→ Reading passage

Goldberg's approach to religion-science issues might be categorized as "separate-but-equal," recognizing that each has distinctive contributions to make. He sees the central religious message of "humility, values, and faith" (118ff) as a necessary counterweight to temptations toward uncontrolled materialism. His conclusion echoes his central concern and challenge from the beginning: "The question is not whether we are free to make spiritual values temper material progress. The question is whether we will choose to do so" (p. 151).
At the same time, one cannot help but wonder how such an approach is viewed by the true Darwinists in the scientific community -- those for whom the material world is the only effective reality. From their perspective, Goldberg's fine argumentation is much ado about nothing, as are the efforts of the publications and foundations mentioned at the beginning of this review. And while such individuals are obviously not the audience Goldberg endeavors to reach in this volume, that certainly does not mean that they have no influence in shaping the issues of religion-science debate.
A final concern I have with Goldberg's discussion is where he leaves us at the end of his admittedly fine presentation. In other words, where do we go from here? He argues effectively for the continuing validity of offering religious perspectives in scientific debates, and especially for the right of faith communities to train their children in the values and doctrines of those faiths (chapter nine). Yet I fail to see many practical suggestions on how to express religious concerns, or venues for accomplishing this goal. Goldberg affirms the validity of religious values being taught in the home and in local churches and synagogues, but offers little practical hope for more responsible or practical religious input in public debates.
Nevertheless, this book commends itself to a potentially wide audience. It deserves to be read by professors and students who want to understand the historical application of the First Amendment with regard to the free exercise of religion. (I have plans to use it in the future in a course on contemporary Christian cultural issues.) The central section of the book was most helpful and is perhaps Goldberg's finest contribution, despite the fact that it drifts away from the initial discussions of religion and science. More in line with Goldberg's purpose, however, this book deserves to be read by those who wish to understand some of the modern religion-science issues of debate, and how thoughtful people of faith might respond. Professor Goldberg has clearly affirmed the relevance of religious faith for the issues and developments of the modern world.

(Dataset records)
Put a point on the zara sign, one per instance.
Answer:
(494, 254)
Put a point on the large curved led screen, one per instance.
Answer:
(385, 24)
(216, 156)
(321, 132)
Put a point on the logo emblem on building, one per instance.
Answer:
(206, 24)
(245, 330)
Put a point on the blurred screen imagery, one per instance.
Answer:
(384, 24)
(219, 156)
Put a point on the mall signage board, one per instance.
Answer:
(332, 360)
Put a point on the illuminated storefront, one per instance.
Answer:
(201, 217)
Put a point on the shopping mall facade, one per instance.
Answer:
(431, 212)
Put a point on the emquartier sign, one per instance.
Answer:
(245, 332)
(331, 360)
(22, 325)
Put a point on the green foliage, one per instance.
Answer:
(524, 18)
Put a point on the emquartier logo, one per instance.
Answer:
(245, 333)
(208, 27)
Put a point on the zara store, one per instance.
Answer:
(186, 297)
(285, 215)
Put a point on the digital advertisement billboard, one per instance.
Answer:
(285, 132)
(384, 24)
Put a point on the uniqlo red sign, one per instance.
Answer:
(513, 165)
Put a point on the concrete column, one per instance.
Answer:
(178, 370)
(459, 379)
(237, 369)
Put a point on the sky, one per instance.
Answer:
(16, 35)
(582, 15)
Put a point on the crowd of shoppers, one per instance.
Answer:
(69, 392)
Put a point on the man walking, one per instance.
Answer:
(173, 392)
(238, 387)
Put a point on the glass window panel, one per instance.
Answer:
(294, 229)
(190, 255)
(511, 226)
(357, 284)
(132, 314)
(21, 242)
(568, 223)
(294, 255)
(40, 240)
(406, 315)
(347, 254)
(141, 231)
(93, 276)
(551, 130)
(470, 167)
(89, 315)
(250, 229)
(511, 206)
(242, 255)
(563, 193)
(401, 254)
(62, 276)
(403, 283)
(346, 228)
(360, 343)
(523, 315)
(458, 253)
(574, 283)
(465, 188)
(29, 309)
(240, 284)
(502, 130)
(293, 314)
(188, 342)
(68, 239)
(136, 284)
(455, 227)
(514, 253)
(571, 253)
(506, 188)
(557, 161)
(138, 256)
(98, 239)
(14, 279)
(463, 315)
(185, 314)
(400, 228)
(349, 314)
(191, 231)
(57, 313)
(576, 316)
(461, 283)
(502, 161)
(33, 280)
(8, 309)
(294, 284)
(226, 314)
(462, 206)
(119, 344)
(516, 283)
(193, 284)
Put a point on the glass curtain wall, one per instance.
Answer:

→ Explore the material
1 – According to the book review, why does Goldberg regard the religious message of "humility, values, and faith" as necessary?
2 – Output everything in the book review from "At the same" down to "of religion-science debate.".
3 – In what kind of course does the writer of the book review plan to use the book?
These dataset records are separate from the book review.

→ Solutions to the tasks
1 – He sees it as a needed counterweight to temptations toward uncontrolled materialism.

2 –
At the same time, one cannot help but wonder how such an approach is viewed by the true Darwinists in the scientific community -- those for whom the material world is the only effective reality. From their perspective, Goldberg's fine argumentation is much ado about nothing, as are the efforts of the publications and foundations mentioned at the beginning of this review. And while such individuals are obviously not the audience Goldberg endeavors to reach in this volume, that certainly does not mean that they have no influence in shaping the issues of religion-science debate.

3 – A course on contemporary Christian cultural issues.